═════ SOURCE DOCUMENT
Kentucky Coal Leader Doubts Alison Lundergan Grimes Could Be Stronger Advocate Than Mitch McConnell

Alison Lundergan Grimes (l) and Mitch McConnell (r)
Credit Kentucky Secretary of State/U.S. Senate

A top coal industry leader in Kentucky is questioning if Democratic U.S. Senate candidate Alison Lundergan Grimes can break with President Obama on restraining environmental regulations.

Kentucky Coal Association President Bill Bissett also credits Republican Senate Leader Mitch McConnell for being the industry's chief proponent in Washington, D.C. despite the Grimes campaign blaming the GOP leader for job losses.

The Environmental Protection Agency is expected to unveil stricter pollution limits this week to reduce greenhouse gas emissions across the country.

Despite reports that regulations would not be as stringent on coal plants as originally expected, Grimes pounced on the Obama administration to hold off.
══════════
═════ ITEMS
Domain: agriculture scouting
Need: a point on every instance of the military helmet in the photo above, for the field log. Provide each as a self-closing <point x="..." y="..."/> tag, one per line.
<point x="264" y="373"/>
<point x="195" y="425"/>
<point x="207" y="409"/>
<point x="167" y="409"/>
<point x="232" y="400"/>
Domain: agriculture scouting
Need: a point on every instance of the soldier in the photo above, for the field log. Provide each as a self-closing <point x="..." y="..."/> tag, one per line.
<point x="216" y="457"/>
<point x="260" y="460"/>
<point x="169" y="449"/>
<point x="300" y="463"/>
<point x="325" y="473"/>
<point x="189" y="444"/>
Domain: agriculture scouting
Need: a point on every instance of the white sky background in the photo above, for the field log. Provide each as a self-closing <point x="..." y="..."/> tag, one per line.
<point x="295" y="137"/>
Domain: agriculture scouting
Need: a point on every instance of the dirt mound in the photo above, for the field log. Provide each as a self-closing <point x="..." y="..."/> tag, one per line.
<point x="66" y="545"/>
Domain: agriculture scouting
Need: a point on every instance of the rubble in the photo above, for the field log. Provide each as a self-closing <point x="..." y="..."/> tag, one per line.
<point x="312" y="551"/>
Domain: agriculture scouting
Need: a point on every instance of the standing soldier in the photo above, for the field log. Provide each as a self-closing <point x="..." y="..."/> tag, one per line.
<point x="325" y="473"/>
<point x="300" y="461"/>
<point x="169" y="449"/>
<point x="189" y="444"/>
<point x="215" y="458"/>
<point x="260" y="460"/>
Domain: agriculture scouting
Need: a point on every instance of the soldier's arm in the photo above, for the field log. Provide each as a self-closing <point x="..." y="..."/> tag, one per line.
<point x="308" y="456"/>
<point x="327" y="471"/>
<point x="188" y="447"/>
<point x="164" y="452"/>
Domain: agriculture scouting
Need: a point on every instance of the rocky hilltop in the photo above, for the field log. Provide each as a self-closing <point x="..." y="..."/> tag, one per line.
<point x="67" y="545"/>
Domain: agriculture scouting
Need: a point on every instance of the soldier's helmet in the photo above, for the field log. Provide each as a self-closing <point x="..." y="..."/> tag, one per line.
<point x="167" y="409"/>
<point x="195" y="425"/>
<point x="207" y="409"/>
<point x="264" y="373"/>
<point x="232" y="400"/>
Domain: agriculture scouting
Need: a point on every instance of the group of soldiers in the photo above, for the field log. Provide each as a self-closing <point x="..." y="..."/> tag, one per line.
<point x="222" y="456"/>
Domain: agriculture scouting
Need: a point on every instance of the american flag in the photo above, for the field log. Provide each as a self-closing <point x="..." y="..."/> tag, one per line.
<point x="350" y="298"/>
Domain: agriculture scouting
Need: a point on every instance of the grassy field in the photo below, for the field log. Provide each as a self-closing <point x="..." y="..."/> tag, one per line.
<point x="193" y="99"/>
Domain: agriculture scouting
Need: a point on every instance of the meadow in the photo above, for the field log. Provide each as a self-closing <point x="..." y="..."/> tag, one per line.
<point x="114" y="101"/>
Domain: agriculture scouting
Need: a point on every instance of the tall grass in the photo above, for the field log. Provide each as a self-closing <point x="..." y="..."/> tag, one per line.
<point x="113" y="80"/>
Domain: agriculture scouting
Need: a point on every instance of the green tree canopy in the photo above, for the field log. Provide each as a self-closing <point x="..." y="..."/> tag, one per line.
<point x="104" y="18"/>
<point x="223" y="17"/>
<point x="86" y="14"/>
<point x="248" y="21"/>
══════════
• [STATED EXERCISE A]: Reproduce word for word the part of the article on the coal industry and the Kentucky Senate race that opens with the words containing "A top coal industry" and closes with "across the country.".
• [STATED EXERCISE B]: Resume the article on the coal industry and the Kentucky Senate race, picking up right after its final sentence.

• [EXERCISE OUTPUT A]:
A top coal industry leader in Kentucky is questioning if Democratic U.S. Senate candidate Alison Lundergan Grimes can break with President Obama on restraining environmental regulations.

Kentucky Coal Association President Bill Bissett also credits Republican Senate Leader Mitch McConnell for being the industry's chief proponent in Washington, D.C. despite the Grimes campaign blaming the GOP leader for job losses.

The Environmental Protection Agency is expected to unveil stricter pollution limits this week to reduce greenhouse gas emissions across the country.

• [EXERCISE OUTPUT B]:
"Coal keeps the lights on in Kentucky—plain and simple—and I will not stand idle as overreaching regulation adversely impacts jobs and middle-class families. Any new regulations must take into account the impact on Kentucky jobs and be based on current technology that will not drive Kentucky coal out of business," Grimes said.

The message is part of an effort to blunt Republican attacks that Grimes would be beholden to the president's environmental agenda. But attempts to pick up support from Kentucky coal industry leaders has yet to materialize when many already view McConnell as their top advocate.

"One person's position on coal is defined and the other has yet to be," says Bissett. "I would say our industry has looked at Sen. McConnell as the chief adversary of President Obama since he took office. I think you've seen Sen. McConnell be very engaged in coal and standing in the way of a lot the president's policies as it relates to coal in Kentucky."

Bissett adds that Grimes hasn't said much about the subject until now and rarely was involved with the industry's concerns or needs in her capacity as secretary of state.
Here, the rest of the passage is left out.